Directions for this task: Retype the listing found below exactly, but leave out each picture.

-- Task data follows --

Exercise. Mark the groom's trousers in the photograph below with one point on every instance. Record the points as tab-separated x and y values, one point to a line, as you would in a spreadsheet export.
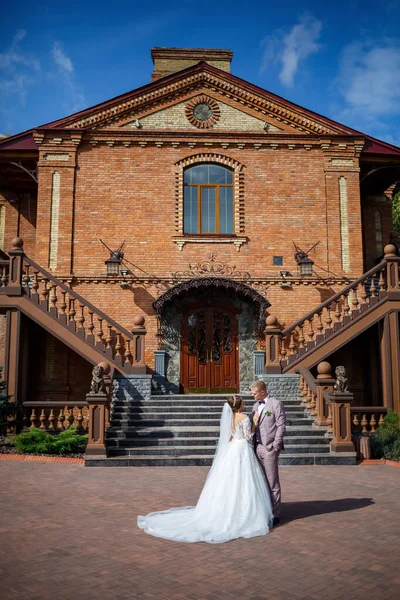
269	462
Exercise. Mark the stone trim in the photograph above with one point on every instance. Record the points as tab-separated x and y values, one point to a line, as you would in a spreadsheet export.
238	196
54	218
344	224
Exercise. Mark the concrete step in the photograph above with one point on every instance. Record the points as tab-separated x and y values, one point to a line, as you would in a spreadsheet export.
206	460
196	420
193	431
199	450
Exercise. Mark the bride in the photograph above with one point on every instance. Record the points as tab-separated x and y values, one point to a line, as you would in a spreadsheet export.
235	499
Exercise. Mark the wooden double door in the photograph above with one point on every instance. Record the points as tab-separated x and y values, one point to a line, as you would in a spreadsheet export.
209	350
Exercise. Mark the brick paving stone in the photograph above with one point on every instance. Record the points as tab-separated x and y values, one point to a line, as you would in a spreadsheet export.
71	533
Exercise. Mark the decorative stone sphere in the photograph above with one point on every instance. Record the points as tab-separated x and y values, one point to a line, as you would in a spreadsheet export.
17	243
271	321
106	367
390	250
324	370
139	321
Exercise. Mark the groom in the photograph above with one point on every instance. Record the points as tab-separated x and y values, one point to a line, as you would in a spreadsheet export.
269	419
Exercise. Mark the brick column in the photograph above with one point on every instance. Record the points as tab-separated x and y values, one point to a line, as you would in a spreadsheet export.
56	187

-- Task data concluded --

Reply to the task:
Exercise. Mark the groom's trousers in the photograph below with one point on every instance. Record the points as tab-separated x and y values, one point to a line, as you would in a spreadsheet export.
269	462
Exercise. Mark the stone trim in the photograph above with one point on every instance. Record the points as tab-separated x and y values, one point to a line, as you would in a spreadsheet export.
238	196
54	218
344	224
Exercise. Mark the concrete step in the photograph above with one point on every instance. Record the points as tab-separated x and y values, one point to a line, as you would in a spreadsheet export.
206	460
196	420
193	431
199	450
Exercise. Mark the bride in the photograph above with one point on every instance. Record the points as tab-separated x and y values, one point to a line, as you would in a spreadsheet export.
235	499
Exercise. Mark the wooden double door in the photograph above with one point on every instance. Record the points as tab-separated x and y values, one point to a line, as you would in a spreadsheet export.
209	350
Exercise. Mark the brick paving stone in the photograph above with one point on every instance. Record the points as tab-separated x and y values, one point to a line, as you would in a spreadsheet export.
71	533
Exercise. Mark the decorative stone sphere in the photograph above with one point on every instance. Record the points as tab-separated x and y values, one point to a line, as you would in a spreadsheet export.
17	243
271	321
106	367
390	250
324	370
139	321
Exercise. Mark the groom in the photograph above with one point on every instance. Record the points as tab-separated x and y values, one point to a line, as you would in a spreadsheet export.
269	419
Exercise. Mark the brick column in the photograph above with one point on every instance. Record the points as tab-separated x and y values, one point to a line, as you would in a spreadsheet export.
56	187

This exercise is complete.